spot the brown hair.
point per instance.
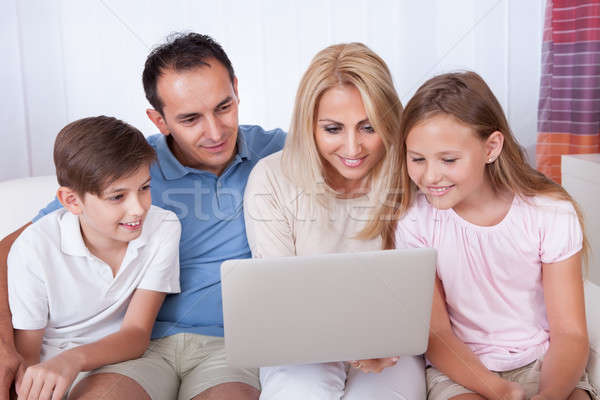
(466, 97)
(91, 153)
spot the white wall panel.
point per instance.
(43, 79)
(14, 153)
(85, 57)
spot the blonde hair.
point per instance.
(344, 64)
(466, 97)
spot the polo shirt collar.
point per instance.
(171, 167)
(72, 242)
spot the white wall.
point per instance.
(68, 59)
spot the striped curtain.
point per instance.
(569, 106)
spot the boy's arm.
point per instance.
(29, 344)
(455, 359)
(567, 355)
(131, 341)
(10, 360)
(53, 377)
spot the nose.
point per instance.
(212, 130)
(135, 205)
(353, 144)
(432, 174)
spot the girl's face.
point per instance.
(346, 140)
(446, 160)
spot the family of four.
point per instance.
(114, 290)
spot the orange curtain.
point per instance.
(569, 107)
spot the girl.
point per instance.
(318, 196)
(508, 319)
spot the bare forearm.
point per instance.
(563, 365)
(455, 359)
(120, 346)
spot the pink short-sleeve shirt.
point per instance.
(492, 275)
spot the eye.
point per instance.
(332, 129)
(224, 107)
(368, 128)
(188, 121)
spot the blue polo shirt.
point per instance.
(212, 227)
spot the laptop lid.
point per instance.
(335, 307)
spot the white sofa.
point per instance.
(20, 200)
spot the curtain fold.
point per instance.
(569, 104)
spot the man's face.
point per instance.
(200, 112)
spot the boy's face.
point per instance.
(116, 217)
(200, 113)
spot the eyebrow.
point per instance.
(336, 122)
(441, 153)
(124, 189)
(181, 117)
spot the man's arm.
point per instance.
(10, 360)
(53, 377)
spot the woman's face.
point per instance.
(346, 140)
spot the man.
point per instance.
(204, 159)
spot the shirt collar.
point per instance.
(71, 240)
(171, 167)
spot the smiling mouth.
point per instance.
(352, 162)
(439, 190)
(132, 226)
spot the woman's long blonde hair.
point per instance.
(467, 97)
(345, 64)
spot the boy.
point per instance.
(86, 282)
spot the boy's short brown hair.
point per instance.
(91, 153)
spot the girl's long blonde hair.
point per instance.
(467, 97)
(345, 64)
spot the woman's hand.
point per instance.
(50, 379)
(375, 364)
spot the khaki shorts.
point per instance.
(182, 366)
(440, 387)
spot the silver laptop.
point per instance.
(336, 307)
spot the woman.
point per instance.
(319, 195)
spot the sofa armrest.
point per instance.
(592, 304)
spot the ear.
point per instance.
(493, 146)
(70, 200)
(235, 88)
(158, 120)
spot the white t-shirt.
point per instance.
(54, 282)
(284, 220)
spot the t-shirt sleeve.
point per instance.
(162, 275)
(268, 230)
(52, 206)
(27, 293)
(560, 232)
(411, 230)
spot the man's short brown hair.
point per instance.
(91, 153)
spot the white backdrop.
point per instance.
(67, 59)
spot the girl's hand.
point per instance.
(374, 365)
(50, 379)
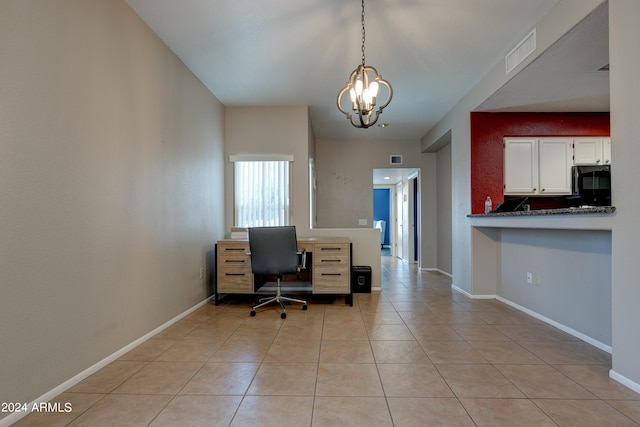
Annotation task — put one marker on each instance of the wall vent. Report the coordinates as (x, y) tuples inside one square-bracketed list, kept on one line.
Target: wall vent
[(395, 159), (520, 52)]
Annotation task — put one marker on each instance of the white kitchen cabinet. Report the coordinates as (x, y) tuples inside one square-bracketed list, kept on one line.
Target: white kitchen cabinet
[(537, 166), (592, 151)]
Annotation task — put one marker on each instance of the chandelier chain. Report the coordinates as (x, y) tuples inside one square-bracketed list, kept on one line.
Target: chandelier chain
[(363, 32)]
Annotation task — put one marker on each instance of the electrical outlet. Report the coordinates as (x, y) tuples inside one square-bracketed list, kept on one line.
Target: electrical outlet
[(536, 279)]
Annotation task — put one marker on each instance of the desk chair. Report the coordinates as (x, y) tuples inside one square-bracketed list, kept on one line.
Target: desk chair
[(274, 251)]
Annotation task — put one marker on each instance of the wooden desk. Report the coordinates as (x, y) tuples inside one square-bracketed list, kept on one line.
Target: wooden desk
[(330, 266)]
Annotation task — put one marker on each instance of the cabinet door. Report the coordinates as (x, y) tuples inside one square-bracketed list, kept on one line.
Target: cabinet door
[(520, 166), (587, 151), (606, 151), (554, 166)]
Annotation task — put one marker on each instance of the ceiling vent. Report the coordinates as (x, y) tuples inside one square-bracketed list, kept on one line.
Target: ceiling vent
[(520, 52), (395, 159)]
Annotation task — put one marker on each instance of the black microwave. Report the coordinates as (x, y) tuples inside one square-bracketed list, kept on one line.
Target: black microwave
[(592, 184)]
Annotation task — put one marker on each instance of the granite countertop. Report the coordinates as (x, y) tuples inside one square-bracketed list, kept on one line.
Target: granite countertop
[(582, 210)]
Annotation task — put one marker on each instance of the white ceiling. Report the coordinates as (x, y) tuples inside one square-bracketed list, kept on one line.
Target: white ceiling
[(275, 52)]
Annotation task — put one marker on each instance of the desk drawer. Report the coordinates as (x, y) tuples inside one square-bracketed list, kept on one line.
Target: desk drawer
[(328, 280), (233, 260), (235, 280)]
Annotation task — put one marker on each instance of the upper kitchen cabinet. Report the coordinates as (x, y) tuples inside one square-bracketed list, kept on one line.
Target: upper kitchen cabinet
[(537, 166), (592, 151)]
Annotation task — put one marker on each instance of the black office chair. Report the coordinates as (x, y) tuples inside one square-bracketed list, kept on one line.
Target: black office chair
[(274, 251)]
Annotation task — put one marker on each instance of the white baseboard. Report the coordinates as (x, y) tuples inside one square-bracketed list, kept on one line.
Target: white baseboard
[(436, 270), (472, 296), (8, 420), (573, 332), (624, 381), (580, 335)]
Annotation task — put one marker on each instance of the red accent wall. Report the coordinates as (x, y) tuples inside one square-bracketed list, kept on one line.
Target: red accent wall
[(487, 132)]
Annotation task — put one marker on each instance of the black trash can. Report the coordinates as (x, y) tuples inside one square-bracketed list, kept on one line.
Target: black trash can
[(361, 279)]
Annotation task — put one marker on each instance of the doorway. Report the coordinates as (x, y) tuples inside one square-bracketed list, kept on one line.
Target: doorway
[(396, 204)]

**WHAT IS ASKED:**
Please write out again the stretch of lines from the one containing "the white baseboard." through the last line, requests included, adding -79 to every coordinate in the answers.

**SOLUTION FOR THIS TASK:**
Annotation task — put one marker on each instance of the white baseboard. Report the coordinates as (x, y) tuples inside one square-bracketed list, kept on one line.
Target: white baseboard
[(357, 191), (393, 217), (-71, 341), (494, 253), (545, 302), (501, 256)]
Annotation task — put one marker on each instance of the red accent wall. Report the coordinates as (x, y) tuples inside one square-bracketed list, kept on one line.
Target: red accent wall
[(408, 53)]
Annotation task — put one marker on each instance of the black trash can. Report the coordinates as (x, y) tuples inside one square-bracketed list, kept on one line.
Target: black trash can
[(282, 200)]
Annotation task — put one marker on each instance of the doorway. Report the coordinates as (x, y) tuples inside one square-bracketed list, kept on one line.
Target: doorway
[(317, 125)]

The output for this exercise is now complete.